# Stated problem:
Set down every one of the entries below verbatim, line for line, without altering any character.

### Data extract

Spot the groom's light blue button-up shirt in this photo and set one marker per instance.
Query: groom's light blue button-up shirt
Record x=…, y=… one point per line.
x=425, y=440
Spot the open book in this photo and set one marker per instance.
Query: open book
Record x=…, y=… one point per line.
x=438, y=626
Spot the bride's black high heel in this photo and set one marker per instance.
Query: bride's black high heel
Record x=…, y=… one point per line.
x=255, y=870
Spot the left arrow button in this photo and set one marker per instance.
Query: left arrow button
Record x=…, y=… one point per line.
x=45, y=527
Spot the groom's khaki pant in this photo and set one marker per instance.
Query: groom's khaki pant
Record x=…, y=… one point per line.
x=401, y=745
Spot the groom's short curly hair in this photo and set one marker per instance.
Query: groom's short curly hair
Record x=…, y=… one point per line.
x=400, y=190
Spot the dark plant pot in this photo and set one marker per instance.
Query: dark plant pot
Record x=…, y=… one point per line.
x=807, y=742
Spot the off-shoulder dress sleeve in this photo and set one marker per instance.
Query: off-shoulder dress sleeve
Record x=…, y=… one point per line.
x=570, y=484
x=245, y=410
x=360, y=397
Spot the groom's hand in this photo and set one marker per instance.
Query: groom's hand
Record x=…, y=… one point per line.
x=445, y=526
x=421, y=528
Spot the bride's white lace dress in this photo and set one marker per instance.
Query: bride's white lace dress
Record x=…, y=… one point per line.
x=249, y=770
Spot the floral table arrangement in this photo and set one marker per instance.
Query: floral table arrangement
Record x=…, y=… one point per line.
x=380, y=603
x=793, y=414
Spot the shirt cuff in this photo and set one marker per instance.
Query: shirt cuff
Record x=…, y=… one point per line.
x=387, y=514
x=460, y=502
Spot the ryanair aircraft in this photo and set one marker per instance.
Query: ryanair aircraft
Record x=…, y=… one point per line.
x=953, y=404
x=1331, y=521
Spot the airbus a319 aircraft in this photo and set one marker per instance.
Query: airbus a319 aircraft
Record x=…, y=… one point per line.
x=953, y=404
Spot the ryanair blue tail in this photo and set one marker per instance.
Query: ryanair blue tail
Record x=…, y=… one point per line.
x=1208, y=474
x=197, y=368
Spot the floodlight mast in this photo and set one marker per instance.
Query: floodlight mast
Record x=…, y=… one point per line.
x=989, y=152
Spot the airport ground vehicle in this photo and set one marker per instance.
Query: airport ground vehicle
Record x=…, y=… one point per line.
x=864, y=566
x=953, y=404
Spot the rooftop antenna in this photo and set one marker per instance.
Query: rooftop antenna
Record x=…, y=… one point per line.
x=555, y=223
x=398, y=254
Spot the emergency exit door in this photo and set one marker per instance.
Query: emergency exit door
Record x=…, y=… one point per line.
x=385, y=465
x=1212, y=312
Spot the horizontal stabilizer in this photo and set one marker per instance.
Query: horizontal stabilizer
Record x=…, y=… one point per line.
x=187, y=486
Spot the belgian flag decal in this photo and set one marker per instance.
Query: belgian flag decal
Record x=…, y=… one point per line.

######

# Answer in full:
Spot the groom's light blue button-up shirt in this photo and set one marker per instance.
Query: groom's light blue button-up shirt
Record x=…, y=… one point per line.
x=425, y=440
Spot the open book in this photo and set one marker per instance.
Query: open book
Record x=…, y=… one point per line.
x=438, y=626
Spot the bride's black high heel in this photo and set one marker per instance.
Query: bride's black high heel
Record x=…, y=… one point per line.
x=255, y=870
Spot the left arrow button in this photo and set one marker per instance.
Query: left arrow button
Record x=…, y=… one point per line.
x=45, y=527
Spot the groom's khaki pant in this photo and set one marker per instance.
Query: groom's khaki pant
Record x=…, y=… one point per line.
x=401, y=745
Spot the groom's short curly hair in this photo and set one marker per instance.
Query: groom's short curly hair
Record x=…, y=… one point per line.
x=400, y=190
Spot the dark plant pot in this photo and set one marker per instance.
Query: dark plant pot
Record x=…, y=… one point per line.
x=807, y=742
Spot the off-shoulder dress sleeve in this photo and set one marker per instance.
Query: off-shoulder dress sleeve
Record x=…, y=… one point per line.
x=570, y=484
x=245, y=410
x=360, y=397
Spot the groom's hand in this photo and set one marker per instance.
Query: groom's hand
Record x=…, y=… one point per line.
x=445, y=526
x=421, y=528
Spot the bride's white lace dress in this photo and set one marker per instance.
Query: bride's white lace dress
Record x=…, y=… one point per line.
x=249, y=770
Spot the floral table arrangement in this photo and set one marker per instance.
Query: floral table arrangement
Record x=…, y=… one point per line.
x=380, y=603
x=793, y=414
Spot the shirt cuff in this photo and set one marker per instance.
Query: shirt cuff
Record x=…, y=… one point per line.
x=387, y=514
x=460, y=502
Spot the ryanair aircraft in this photo and set one marker per instance.
Query: ryanair aircraft
Record x=…, y=… one point per line.
x=953, y=404
x=1331, y=521
Spot the airbus a319 aircraft in this photo and set one marker per instance.
Query: airbus a319 aircraft
Record x=…, y=… one point per line.
x=953, y=404
Spot the ryanair blue tail in this photo and set one marker per instance.
Query: ryanair blue tail
Record x=…, y=… one point per line.
x=1208, y=474
x=197, y=368
Spot the floodlight mast in this photo and set one marker per instance.
Query: floodlight mast
Record x=…, y=… one point per line.
x=989, y=152
Spot the airport ground vehicle in this photo and set one marker per instance.
Query: airport ground vehicle
Record x=…, y=… one point per line.
x=864, y=566
x=953, y=404
Spot the rooftop antenna in this photo and set one marker per instance.
Query: rooftop antenna
Record x=…, y=… one point per line.
x=555, y=223
x=398, y=254
Spot the emergency exit door in this photo and set one marker per instance.
Query: emergency exit door
Record x=…, y=… one point per line.
x=385, y=465
x=1212, y=312
Spot the horizontal stabilizer in this photo and set one marker per instance.
Query: horizontal stabilizer
Record x=…, y=… one point per line.
x=187, y=486
Spot the belgian flag decal in this photo and set one marker per instance.
Query: belgian flag decal
Record x=…, y=… one point per line.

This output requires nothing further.